Aim:
Copy every line of the records from the line with "the flying bird of prey" through the end of the records, offsetting each answer pixel coordinate by adding 87 to both of its numbers while keeping the numbers in the format samples unchanged. Omit the pictures from your output.

(Stored data)
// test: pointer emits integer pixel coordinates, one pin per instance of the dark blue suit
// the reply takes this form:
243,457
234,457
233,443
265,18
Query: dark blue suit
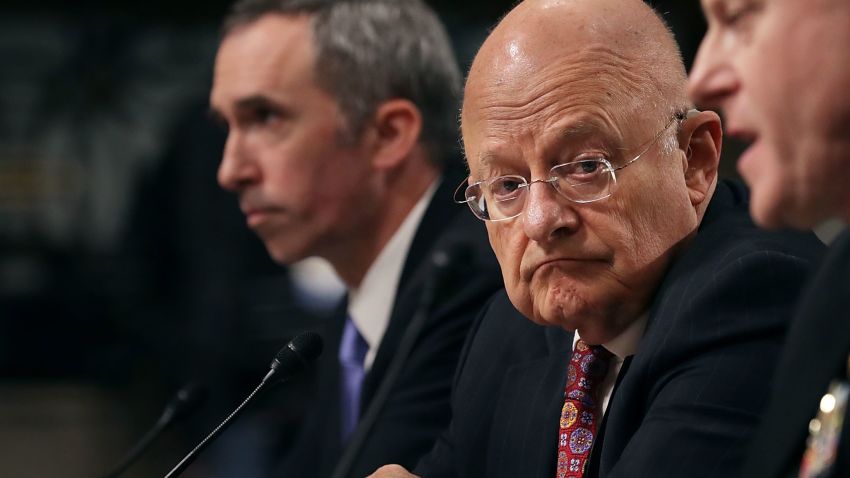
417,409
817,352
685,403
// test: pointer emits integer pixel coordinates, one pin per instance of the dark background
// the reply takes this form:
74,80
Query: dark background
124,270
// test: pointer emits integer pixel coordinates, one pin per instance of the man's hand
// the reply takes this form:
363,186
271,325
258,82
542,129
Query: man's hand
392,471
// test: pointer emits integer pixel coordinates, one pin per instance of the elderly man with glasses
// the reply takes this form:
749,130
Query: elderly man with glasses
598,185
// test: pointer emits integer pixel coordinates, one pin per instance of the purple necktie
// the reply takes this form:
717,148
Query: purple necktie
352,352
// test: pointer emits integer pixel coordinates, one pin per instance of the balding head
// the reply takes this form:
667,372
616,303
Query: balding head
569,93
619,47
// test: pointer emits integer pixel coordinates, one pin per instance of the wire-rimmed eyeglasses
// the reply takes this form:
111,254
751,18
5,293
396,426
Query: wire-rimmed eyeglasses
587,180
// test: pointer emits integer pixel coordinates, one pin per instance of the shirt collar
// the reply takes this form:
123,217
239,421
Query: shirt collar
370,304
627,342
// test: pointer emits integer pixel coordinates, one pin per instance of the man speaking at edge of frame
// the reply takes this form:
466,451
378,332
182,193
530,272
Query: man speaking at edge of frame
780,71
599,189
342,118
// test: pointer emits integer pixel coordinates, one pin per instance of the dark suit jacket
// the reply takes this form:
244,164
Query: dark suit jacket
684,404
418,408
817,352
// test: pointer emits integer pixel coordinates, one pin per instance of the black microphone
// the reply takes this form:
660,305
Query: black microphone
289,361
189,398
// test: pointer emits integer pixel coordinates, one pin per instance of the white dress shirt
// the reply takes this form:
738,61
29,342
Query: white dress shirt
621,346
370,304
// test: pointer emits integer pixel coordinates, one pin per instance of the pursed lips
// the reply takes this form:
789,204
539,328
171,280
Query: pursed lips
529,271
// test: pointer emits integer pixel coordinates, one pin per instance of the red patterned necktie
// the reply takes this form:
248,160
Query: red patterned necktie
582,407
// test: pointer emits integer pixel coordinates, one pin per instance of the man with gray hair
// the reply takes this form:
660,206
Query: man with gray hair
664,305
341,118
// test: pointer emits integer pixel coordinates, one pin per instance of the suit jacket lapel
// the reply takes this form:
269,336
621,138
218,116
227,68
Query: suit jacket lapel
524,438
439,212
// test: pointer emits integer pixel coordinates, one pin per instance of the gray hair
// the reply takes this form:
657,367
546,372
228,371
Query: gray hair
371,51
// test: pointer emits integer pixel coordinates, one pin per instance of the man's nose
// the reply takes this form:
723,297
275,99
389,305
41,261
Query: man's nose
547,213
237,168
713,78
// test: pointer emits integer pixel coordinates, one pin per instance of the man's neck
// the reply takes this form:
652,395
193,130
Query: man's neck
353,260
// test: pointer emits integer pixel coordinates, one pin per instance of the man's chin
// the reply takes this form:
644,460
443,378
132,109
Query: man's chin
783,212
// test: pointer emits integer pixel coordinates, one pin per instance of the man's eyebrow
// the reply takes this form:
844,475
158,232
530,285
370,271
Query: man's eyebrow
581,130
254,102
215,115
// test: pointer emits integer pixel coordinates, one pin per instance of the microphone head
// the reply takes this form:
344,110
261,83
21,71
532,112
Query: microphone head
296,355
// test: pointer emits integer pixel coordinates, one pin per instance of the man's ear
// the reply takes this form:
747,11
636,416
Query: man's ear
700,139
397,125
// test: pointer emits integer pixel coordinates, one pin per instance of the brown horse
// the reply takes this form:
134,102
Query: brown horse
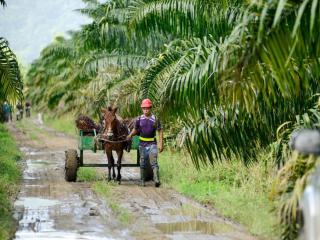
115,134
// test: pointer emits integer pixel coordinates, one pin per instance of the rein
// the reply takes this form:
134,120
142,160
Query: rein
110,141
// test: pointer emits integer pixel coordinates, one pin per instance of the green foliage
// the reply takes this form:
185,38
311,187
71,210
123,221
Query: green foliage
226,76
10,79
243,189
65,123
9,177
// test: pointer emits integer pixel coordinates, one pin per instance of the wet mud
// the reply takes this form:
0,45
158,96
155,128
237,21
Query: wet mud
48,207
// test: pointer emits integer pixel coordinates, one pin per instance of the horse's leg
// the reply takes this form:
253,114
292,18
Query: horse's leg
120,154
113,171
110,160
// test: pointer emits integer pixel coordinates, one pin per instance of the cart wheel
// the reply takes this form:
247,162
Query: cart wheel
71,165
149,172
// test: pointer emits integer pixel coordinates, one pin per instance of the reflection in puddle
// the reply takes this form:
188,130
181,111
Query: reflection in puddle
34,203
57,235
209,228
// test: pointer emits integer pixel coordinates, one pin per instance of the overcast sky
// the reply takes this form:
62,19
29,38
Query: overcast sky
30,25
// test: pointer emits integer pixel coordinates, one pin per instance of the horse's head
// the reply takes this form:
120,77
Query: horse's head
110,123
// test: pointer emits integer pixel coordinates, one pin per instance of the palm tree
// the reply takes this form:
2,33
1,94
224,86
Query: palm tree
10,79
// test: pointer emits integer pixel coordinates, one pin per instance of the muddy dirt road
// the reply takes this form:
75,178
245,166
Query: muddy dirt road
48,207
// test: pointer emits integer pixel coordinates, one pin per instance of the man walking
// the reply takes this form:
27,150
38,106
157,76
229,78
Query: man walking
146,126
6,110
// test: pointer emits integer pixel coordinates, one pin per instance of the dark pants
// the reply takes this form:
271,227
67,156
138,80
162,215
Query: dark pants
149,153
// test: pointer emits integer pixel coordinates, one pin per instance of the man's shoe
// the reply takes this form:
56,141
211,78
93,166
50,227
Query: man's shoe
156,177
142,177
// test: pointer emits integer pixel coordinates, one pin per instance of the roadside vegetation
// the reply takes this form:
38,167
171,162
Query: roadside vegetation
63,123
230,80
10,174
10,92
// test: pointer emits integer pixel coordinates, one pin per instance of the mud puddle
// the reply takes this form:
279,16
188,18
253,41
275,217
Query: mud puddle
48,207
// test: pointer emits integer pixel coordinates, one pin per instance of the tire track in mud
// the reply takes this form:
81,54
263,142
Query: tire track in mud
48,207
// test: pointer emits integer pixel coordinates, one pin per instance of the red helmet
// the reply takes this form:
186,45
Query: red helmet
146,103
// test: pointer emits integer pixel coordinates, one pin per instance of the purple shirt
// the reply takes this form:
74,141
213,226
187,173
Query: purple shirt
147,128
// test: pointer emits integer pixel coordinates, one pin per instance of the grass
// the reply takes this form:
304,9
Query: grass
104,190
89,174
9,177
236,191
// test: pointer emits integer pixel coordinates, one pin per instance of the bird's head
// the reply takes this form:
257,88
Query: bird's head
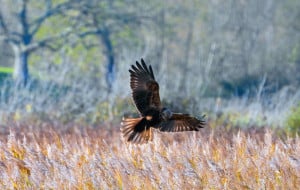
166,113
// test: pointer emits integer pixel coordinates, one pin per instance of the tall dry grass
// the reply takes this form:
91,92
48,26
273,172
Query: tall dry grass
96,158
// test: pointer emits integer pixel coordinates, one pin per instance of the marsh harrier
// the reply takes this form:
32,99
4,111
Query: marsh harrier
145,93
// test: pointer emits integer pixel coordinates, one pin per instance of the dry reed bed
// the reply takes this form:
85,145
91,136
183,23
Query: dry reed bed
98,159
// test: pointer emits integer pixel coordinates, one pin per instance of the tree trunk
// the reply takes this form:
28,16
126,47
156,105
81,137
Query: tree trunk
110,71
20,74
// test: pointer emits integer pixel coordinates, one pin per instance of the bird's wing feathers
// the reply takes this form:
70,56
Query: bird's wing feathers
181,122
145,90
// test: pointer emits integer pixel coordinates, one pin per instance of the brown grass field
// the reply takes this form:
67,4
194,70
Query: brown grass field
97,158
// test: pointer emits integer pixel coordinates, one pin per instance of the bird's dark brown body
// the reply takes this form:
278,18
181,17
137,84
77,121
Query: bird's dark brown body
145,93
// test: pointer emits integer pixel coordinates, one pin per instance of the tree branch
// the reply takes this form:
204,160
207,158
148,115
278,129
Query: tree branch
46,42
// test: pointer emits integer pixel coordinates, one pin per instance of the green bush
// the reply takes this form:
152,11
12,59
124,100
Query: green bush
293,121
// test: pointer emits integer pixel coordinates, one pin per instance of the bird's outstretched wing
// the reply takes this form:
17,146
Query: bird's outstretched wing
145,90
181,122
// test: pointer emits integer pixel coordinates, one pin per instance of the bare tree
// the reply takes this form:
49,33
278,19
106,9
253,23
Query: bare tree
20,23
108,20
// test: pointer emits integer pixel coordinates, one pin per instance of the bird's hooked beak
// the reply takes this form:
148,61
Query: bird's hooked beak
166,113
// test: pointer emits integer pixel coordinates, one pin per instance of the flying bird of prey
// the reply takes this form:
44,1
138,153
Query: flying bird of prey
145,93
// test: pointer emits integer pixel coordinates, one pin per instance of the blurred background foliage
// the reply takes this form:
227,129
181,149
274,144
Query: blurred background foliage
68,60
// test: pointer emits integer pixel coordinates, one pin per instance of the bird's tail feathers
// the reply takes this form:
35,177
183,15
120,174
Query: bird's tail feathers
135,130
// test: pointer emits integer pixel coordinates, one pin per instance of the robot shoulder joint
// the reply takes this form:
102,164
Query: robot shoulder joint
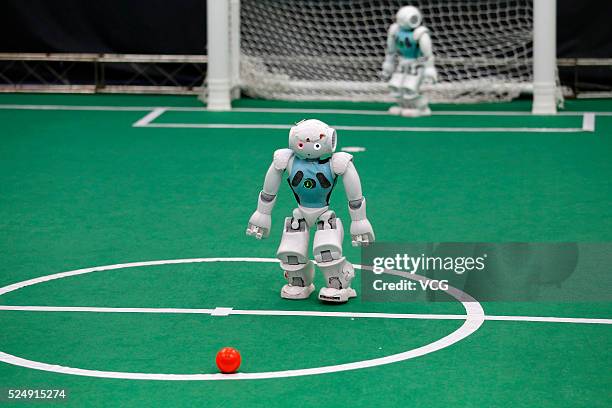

The result:
// test: pointer emits integer pixel coordinates, one pin per instance of the flying bird of prey
// the reply takes this form:
44,1
138,153
Query: flying bird of prey
232,180
// test: pointer emits integer pixel coordinates, one pin per instance of the blurred background foliage
// the reply takes this form:
227,129
181,149
274,144
Query: blurred background foliage
155,147
// test: pointer emits integer pixel coordinates, one pin per instance of the bird's tail feathers
// the reply takes this form:
35,177
183,15
120,174
Query: bird's tail feathers
222,217
// test: pointer emits integer pixel coordinates, one pin per instance of the robot shoulder joint
// the reply takes this form:
102,164
Query: robot shoulder joint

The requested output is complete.